=== Passage fourni ===

Le déchirement des toitures par les obus, le bruit continu de la fusillade, avaient exaspéré les nerfs de Caullet ; il parut tout à coup armé d’un revolver qu’il brandissait au-dessus de sa tête, en criant : « À moi, tout le personnel ! on massacre nos frères ! En avant ! en avant ! » On le regarda avec surprise, et personne ne bougea. « Vous êtes des lâches si vous ne me suivez pas ! » Son allocution ne produisit pas grand effet ; les surveillants haussèrent les épaules et continuèrent leur service. Caullet s’élança hors de la prison et y rentra cinq minutes après tout à fait calmé. La nuit fut dure : la Butte-aux-Cailles n’avait point suspendu son feu, et les obus n’épargnaient point la prison ; on se coucha vêtu pour être prêt à tout évènement.

=== Données fournies ===

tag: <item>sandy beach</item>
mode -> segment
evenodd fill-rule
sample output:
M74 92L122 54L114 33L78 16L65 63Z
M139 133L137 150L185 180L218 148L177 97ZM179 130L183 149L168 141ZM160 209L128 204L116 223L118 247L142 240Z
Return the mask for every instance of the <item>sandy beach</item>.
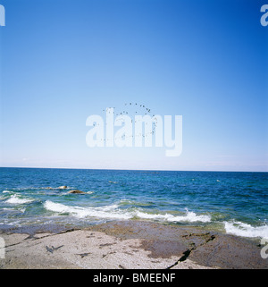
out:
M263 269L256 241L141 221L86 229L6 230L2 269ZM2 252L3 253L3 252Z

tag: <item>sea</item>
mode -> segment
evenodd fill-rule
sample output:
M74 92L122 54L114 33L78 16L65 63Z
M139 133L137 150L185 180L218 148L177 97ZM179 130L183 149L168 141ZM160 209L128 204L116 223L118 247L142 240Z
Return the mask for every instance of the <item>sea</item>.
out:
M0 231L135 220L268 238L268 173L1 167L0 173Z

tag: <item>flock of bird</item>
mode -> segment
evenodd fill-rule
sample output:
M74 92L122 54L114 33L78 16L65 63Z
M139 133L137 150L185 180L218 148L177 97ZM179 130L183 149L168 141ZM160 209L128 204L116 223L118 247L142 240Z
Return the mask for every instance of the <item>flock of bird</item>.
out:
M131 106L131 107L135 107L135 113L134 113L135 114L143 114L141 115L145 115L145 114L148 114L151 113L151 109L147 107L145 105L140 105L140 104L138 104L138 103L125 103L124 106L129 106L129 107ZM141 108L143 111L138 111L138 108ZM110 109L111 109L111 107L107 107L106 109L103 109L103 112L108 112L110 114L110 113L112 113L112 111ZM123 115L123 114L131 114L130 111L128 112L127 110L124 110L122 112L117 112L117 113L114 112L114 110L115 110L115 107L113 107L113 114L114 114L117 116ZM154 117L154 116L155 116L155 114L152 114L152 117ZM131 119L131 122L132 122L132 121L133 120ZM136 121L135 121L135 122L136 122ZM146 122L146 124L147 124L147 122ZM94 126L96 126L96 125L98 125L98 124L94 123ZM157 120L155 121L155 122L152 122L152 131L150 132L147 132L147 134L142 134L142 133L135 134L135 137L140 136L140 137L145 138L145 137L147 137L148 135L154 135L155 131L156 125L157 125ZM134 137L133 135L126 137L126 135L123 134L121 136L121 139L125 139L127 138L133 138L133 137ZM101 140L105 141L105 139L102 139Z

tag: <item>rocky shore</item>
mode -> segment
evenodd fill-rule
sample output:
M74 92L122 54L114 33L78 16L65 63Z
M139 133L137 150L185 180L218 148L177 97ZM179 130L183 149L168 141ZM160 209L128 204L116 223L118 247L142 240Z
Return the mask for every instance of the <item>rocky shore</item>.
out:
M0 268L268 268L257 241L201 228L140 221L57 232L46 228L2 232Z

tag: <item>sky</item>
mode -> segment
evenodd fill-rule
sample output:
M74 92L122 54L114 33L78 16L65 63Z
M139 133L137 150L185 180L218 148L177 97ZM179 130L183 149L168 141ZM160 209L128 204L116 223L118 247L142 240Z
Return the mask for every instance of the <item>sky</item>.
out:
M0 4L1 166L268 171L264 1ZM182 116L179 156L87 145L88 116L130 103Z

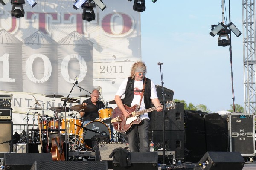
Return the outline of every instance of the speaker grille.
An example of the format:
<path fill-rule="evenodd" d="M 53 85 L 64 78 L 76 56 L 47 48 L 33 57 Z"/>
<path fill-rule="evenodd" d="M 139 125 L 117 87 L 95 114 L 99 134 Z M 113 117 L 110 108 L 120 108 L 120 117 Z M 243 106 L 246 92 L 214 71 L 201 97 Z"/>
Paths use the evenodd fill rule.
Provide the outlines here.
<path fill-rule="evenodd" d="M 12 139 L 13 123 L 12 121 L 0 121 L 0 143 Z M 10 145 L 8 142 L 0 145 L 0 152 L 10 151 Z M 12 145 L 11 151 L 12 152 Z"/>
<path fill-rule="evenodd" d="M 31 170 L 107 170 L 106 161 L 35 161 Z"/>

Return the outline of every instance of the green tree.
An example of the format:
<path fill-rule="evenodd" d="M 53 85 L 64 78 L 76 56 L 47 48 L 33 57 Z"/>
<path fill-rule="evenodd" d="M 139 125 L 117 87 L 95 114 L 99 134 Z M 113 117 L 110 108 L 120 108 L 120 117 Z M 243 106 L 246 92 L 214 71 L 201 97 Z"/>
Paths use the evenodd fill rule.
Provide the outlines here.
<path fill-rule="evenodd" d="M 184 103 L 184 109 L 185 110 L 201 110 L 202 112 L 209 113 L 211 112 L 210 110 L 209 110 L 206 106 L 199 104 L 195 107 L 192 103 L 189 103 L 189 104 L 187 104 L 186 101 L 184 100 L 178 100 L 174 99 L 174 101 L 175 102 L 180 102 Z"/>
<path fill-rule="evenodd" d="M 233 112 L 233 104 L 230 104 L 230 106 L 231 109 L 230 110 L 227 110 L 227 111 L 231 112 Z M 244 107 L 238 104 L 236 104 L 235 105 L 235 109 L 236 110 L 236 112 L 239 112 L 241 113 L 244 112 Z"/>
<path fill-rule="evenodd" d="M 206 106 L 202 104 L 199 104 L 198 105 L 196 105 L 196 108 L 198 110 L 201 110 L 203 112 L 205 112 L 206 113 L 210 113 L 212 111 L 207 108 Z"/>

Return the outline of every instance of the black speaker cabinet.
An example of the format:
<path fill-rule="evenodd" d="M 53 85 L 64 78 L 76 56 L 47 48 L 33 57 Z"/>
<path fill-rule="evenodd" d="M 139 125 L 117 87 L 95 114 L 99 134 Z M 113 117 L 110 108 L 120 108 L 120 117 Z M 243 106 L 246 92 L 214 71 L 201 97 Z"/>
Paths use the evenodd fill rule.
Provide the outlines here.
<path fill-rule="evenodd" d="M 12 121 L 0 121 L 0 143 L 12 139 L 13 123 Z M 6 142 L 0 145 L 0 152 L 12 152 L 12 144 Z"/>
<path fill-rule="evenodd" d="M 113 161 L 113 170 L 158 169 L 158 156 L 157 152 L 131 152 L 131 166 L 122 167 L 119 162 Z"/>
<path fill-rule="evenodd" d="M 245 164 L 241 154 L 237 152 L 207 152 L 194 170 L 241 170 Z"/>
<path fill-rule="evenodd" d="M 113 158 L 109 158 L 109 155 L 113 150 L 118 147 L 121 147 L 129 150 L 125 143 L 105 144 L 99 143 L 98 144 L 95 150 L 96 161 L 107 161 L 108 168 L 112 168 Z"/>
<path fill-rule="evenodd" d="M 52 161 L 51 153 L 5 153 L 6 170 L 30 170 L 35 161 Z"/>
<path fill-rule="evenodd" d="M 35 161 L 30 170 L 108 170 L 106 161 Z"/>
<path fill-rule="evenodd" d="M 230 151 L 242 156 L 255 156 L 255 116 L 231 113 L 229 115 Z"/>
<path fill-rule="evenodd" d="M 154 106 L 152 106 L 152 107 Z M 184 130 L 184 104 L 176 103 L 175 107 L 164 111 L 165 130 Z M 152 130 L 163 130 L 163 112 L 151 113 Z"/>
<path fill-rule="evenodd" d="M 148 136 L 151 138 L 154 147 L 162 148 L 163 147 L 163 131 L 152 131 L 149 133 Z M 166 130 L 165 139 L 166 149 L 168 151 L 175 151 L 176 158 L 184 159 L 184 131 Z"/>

===
=== Données fournies ===

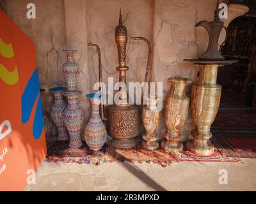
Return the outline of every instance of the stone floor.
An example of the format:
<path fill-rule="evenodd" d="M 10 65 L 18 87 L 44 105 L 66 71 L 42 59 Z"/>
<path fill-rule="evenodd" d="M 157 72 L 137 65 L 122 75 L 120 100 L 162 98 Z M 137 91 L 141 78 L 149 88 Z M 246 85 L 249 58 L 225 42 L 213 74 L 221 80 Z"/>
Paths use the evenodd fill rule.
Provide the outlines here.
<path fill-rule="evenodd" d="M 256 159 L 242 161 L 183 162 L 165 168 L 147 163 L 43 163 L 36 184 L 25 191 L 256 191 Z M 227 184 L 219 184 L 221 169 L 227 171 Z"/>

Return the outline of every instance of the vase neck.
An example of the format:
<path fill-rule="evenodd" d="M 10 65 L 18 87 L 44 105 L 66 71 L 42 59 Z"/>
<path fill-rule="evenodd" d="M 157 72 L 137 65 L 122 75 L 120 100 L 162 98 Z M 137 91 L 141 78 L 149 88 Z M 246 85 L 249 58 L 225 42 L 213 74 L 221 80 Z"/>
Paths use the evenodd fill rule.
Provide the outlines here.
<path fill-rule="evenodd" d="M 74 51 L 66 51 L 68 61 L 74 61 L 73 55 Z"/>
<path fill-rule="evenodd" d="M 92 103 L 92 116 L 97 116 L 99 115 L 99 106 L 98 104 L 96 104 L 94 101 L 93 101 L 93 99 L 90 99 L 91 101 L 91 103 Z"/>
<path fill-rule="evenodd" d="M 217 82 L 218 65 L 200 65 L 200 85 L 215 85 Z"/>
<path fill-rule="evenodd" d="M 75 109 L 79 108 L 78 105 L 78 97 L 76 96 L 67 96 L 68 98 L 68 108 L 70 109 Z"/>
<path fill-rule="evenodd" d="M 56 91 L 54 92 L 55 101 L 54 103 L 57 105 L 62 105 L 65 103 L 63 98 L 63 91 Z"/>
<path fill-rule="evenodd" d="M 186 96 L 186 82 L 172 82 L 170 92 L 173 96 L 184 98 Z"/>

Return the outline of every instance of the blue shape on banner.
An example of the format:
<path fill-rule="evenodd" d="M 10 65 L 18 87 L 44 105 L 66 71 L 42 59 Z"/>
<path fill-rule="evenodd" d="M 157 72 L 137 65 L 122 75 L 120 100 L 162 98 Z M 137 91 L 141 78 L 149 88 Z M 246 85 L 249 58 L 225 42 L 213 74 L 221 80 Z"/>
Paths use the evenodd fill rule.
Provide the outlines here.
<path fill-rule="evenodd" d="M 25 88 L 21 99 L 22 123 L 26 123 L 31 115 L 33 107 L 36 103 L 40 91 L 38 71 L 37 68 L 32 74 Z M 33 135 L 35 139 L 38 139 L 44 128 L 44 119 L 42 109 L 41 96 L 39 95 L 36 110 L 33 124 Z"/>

===

Questions à traiter:
- 1) Recopiez, dans le passage fourni, le segment allant de « Le déchirement des » jusqu'à « à tout évènement. ».
- 2) Répondez, d'après le passage fourni, aux questions suivantes :
(a) Quelle arme Caullet brandissait-il au-dessus de sa tête ?
(b) Combien de temps après s'être élancé hors de la prison Caullet y rentra-t-il ?
(c) Comment se coucha-t-on pendant la nuit, et dans quel but ?

Réponses par question:
- 1)
Le déchirement des toitures par les obus, le bruit continu de la fusillade, avaient exaspéré les nerfs de Caullet ; il parut tout à coup armé d’un revolver qu’il brandissait au-dessus de sa tête, en criant : « À moi, tout le personnel ! on massacre nos frères ! En avant ! en avant ! » On le regarda avec surprise, et personne ne bougea. « Vous êtes des lâches si vous ne me suivez pas ! » Son allocution ne produisit pas grand effet ; les surveillants haussèrent les épaules et continuèrent leur service. Caullet s’élança hors de la prison et y rentra cinq minutes après tout à fait calmé. La nuit fut dure : la Butte-aux-Cailles n’avait point suspendu son feu, et les obus n’épargnaient point la prison ; on se coucha vêtu pour être prêt à tout évènement.

- 2)
(a) Un revolver.
(b) Cinq minutes après.
(c) On se coucha vêtu, pour être prêt à tout évènement.